### Task
The answer must restate every entry below word for word.

[Point-per-instance localization data]
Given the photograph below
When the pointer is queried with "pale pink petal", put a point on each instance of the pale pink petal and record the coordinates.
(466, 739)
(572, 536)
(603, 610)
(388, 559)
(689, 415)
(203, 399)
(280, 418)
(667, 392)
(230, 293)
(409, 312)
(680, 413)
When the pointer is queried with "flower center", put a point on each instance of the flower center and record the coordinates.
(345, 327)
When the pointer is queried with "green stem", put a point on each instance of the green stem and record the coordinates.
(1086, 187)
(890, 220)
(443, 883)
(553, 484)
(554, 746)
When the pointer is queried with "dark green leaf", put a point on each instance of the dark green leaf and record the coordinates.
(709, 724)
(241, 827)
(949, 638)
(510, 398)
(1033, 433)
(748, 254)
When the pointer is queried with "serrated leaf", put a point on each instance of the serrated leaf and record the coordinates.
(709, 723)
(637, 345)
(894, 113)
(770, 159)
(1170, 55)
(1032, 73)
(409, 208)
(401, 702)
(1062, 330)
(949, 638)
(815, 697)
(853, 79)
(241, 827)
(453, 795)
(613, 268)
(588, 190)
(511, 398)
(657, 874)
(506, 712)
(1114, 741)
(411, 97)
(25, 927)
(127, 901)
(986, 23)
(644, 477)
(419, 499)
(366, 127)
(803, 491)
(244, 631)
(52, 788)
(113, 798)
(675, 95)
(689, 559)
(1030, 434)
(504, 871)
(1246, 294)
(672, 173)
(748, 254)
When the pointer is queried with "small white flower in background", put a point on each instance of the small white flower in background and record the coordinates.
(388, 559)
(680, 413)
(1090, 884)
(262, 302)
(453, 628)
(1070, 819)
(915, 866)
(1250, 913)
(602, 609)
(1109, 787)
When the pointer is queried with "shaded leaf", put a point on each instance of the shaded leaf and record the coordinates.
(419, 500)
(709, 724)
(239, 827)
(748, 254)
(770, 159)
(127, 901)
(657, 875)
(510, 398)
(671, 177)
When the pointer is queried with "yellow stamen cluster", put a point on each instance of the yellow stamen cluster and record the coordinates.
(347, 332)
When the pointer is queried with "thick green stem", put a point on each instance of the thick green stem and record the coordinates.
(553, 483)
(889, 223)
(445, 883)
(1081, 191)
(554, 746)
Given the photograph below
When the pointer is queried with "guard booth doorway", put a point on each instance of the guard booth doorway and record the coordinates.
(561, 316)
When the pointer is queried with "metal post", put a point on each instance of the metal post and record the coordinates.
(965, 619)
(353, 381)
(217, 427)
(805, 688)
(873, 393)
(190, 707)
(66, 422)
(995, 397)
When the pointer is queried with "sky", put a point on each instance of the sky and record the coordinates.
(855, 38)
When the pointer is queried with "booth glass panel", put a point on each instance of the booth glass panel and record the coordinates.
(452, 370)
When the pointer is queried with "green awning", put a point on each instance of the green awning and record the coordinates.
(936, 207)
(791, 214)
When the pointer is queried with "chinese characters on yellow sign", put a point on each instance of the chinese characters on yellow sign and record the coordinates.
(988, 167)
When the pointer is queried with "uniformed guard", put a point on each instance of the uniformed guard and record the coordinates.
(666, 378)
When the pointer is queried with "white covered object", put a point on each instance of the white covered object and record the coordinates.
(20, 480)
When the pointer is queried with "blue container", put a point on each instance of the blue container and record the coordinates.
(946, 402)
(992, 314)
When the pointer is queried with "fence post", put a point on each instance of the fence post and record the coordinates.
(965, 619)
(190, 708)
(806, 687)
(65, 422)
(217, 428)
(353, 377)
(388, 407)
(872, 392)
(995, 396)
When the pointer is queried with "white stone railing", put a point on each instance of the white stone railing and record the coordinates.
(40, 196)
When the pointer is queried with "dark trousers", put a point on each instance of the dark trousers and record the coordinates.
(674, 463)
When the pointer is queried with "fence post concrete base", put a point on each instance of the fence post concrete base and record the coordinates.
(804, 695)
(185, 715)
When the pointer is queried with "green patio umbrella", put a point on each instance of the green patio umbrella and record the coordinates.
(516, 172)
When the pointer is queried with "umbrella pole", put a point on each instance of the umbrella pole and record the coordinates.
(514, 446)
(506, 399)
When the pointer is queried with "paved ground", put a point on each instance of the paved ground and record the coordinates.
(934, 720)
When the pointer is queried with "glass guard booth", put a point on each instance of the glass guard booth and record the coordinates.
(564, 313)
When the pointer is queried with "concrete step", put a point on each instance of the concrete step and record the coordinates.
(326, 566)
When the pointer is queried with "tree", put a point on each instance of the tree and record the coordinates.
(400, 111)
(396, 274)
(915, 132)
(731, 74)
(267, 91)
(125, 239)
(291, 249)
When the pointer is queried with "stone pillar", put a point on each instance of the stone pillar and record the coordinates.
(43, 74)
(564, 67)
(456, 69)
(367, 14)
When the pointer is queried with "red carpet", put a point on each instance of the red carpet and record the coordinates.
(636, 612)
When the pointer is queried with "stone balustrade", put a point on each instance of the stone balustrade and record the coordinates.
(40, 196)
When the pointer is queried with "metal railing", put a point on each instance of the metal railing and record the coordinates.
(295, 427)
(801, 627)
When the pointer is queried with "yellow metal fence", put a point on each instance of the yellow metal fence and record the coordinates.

### Task answer
Given the photograph below
When the pointer is queried with "pale pink petal", put a point on each instance of the pale pink petal and record the coordinates.
(466, 739)
(572, 536)
(603, 610)
(388, 559)
(689, 415)
(203, 399)
(280, 418)
(667, 392)
(230, 293)
(409, 312)
(680, 413)
When the pointer is queried with "flower center", put a point on each instance of the flower center and record the coordinates.
(345, 327)
When the pointer is queried with "green stem", put a point on each instance of the green stem and record the coordinates.
(1086, 187)
(890, 220)
(443, 883)
(553, 484)
(554, 746)
When the pointer is queried with "dark green leaf", put a point on each instance of the dark green leaf and record the coordinates.
(709, 724)
(241, 827)
(949, 638)
(510, 398)
(1033, 433)
(748, 254)
When the pointer is queried with "serrated leaf", put a point on each instance of the serrated leaf and record the coordinates.
(709, 723)
(637, 345)
(894, 113)
(770, 159)
(1170, 55)
(1032, 73)
(409, 208)
(401, 702)
(1062, 330)
(949, 638)
(815, 697)
(853, 79)
(241, 827)
(453, 795)
(613, 268)
(588, 190)
(511, 398)
(657, 874)
(506, 712)
(1114, 741)
(411, 97)
(25, 927)
(127, 901)
(986, 23)
(644, 477)
(419, 499)
(366, 127)
(803, 491)
(244, 631)
(52, 788)
(113, 798)
(675, 95)
(689, 559)
(1030, 434)
(504, 871)
(1246, 294)
(672, 173)
(748, 254)
When the pointer is queried with "small white flower in background", put a point on each instance of the small white flower in background and record the coordinates.
(388, 559)
(680, 413)
(1090, 884)
(262, 302)
(453, 628)
(1070, 819)
(915, 866)
(1250, 913)
(602, 609)
(1109, 787)
When the pointer is queried with "shaded leaf", put a point on each instance of the shaded leaf and record the coordinates.
(419, 500)
(709, 724)
(239, 827)
(748, 254)
(770, 159)
(127, 901)
(657, 875)
(510, 398)
(671, 177)
When the pointer is queried with "yellow stamen cluster", put a point on each instance of the yellow stamen cluster and record the coordinates.
(347, 332)
When the pointer is queried with "thick green stem", put a point on each instance of the thick green stem and record the coordinates.
(553, 483)
(889, 223)
(445, 883)
(1081, 191)
(554, 746)
Given the photograph below
When the pointer is queried with "guard booth doorway", put a point on each instance of the guard booth doorway and record the coordinates.
(561, 316)
When the pointer is queried with "metal post", put a point on each instance of the metal post and record the coordinates.
(965, 619)
(353, 381)
(217, 427)
(805, 688)
(873, 393)
(190, 707)
(66, 422)
(995, 397)
When the pointer is queried with "sky", put a point on each instance of the sky and record the coordinates.
(855, 38)
When the pointer is queried with "booth glass panel", put a point on each instance of the booth glass panel and record the coordinates.
(452, 370)
When the pointer is queried with "green awning", put a point on each instance of the green awning and record the coordinates.
(936, 207)
(791, 214)
When the pointer is queried with "chinese characters on yellow sign", put a point on each instance of the chinese characters on yellow sign and record the coordinates.
(988, 167)
When the pointer is queried with "uniformed guard", put a point on each instance of the uniformed guard and record the coordinates.
(666, 378)
When the pointer is queried with "white covered object", put a point on each instance of the white covered object and record the coordinates.
(20, 480)
When the pointer is queried with "blue container", put a point on each instance of the blue container and record the coordinates.
(946, 402)
(992, 314)
When the pointer is queried with "fence post", put a point on each instance of the fence post and record the coordinates.
(965, 619)
(190, 708)
(806, 687)
(65, 422)
(217, 428)
(353, 377)
(388, 407)
(872, 392)
(995, 396)
When the pointer is queried with "white stone railing", put a point on each instance of the white stone railing and record the coordinates.
(40, 196)
When the pointer is queried with "dark trousers", put a point on each instance of the dark trousers and record the coordinates.
(674, 463)
When the pointer is queried with "fence post concrete base", put a point on each instance of the fence post concrete base and record the coordinates.
(804, 695)
(185, 715)
When the pointer is queried with "green patio umbrella", put a point on each instance of the green patio umbrella and record the coordinates.
(516, 172)
When the pointer is queried with "umbrella pole", put a point on each instance of the umbrella pole and record the coordinates.
(514, 446)
(506, 399)
When the pointer is queried with "paved ground", put a point on each instance of the paved ground and record the coordinates.
(934, 720)
When the pointer is queried with "glass guard booth", put a point on each instance of the glass guard booth and record the coordinates.
(564, 313)
When the pointer is queried with "concrete step", put a point on each instance of the concrete step and record the coordinates.
(326, 566)
When the pointer is queried with "tree", put a point on each instance of the tree and record the coordinates.
(400, 111)
(396, 274)
(915, 132)
(731, 74)
(267, 91)
(125, 239)
(291, 249)
When the pointer is queried with "stone pillar", put a point on each instance of the stone pillar and record the coordinates.
(43, 74)
(564, 67)
(456, 69)
(367, 14)
When the pointer is queried with "red carpet", put a point on each instance of the red carpet and record the coordinates.
(636, 612)
When the pointer is queried with "stone balustrade", put a point on each instance of the stone balustrade and record the coordinates.
(40, 196)
When the pointer is queried with "metal railing", put a point on each instance of the metal railing and record the coordinates.
(295, 427)
(801, 627)
When the pointer is queried with "yellow metal fence", put a point on each instance of the yellow metal fence and record the coordinates.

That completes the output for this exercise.